**ASSIGNMENT:** Find the string "return" in the data, and copy out each line that has it.

━━━━━ GIVEN RECORDS ━━━━━

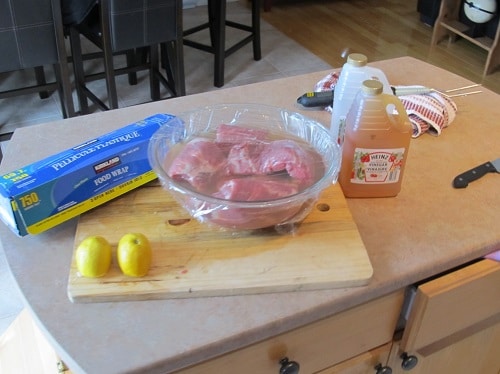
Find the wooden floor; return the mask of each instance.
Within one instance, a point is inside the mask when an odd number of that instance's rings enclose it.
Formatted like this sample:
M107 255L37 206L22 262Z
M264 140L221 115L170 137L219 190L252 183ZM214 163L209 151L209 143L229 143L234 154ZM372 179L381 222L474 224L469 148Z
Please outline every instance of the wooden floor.
M463 39L431 48L417 0L273 0L262 17L333 67L342 66L345 51L369 61L412 56L500 94L500 69L483 77L485 50Z

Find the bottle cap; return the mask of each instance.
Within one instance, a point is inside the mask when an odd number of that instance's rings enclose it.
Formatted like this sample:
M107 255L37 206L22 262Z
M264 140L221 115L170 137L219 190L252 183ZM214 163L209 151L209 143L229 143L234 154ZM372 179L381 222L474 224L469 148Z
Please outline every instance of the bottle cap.
M351 53L347 56L347 63L353 66L365 66L368 63L368 58L361 53Z
M363 85L361 86L361 89L366 94L379 95L384 90L384 85L382 84L382 82L380 82L376 79L367 79L367 80L363 81Z

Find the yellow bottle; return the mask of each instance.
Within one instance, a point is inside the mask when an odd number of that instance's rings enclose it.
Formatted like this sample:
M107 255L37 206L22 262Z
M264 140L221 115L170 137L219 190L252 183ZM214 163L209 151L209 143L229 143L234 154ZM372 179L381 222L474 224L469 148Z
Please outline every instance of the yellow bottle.
M412 126L401 101L365 80L349 109L339 182L346 197L390 197L401 190Z

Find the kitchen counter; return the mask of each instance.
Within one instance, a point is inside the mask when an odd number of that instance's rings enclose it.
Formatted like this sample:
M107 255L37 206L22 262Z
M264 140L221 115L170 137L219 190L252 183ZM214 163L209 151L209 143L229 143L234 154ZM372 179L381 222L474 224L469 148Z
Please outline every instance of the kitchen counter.
M391 84L439 89L471 82L404 57L373 63ZM159 112L225 102L257 102L301 111L296 98L329 71L148 103L19 129L0 172L66 149ZM11 271L42 329L74 372L172 372L344 311L500 249L500 177L465 189L453 178L500 156L497 94L456 98L459 113L441 136L411 141L401 193L349 199L374 268L367 286L250 296L73 304L66 295L76 219L18 238L0 225ZM99 209L99 208L97 208Z

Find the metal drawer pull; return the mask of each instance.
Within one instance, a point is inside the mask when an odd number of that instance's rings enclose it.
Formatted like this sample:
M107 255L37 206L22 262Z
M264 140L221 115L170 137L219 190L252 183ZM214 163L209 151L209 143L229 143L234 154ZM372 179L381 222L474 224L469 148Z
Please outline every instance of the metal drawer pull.
M403 370L411 370L418 364L418 358L414 355L408 355L408 353L403 352L401 356L399 356L403 361L401 362L401 367Z
M374 367L375 374L392 374L392 369L390 366L382 366L382 364L377 364L377 366Z
M283 357L280 360L280 365L281 367L279 374L299 374L299 363L295 361L289 361L288 357Z

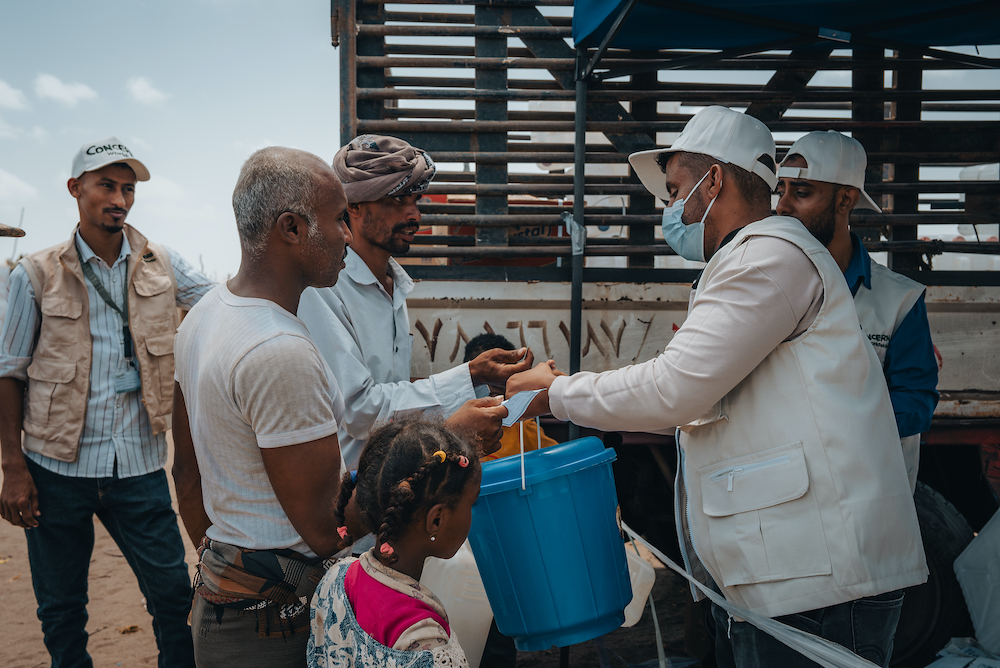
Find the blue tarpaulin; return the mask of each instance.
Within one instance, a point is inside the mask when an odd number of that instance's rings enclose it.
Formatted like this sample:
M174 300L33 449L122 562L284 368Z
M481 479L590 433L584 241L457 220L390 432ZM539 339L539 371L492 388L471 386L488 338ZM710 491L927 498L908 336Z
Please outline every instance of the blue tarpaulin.
M575 0L573 40L593 47L611 29L628 0ZM717 10L715 15L684 11L685 5ZM971 12L959 8L972 5ZM941 13L940 10L945 10ZM738 12L767 19L755 25L719 13ZM907 19L935 12L930 21ZM863 35L915 46L956 46L1000 43L1000 1L952 0L700 0L691 3L639 2L618 31L611 46L636 50L729 49L802 37L782 22L823 29L841 38ZM881 24L881 25L879 25ZM776 27L778 26L778 27ZM869 31L871 27L877 28ZM817 38L818 39L818 38ZM824 40L826 46L831 42ZM851 43L843 43L850 48Z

━━━━━

**RESULT OF THIS EXERCISE:**
Find the wooden floor; return the mask of each instance.
Find the bottle cap; return the mask of each instance.
Find the yellow bottle; return the mask of each instance.
Find the kitchen counter; return the mask of each instance.
Find the metal drawer pull; return the mask of each instance.
Find the blue tarpaulin; return the mask of each instance.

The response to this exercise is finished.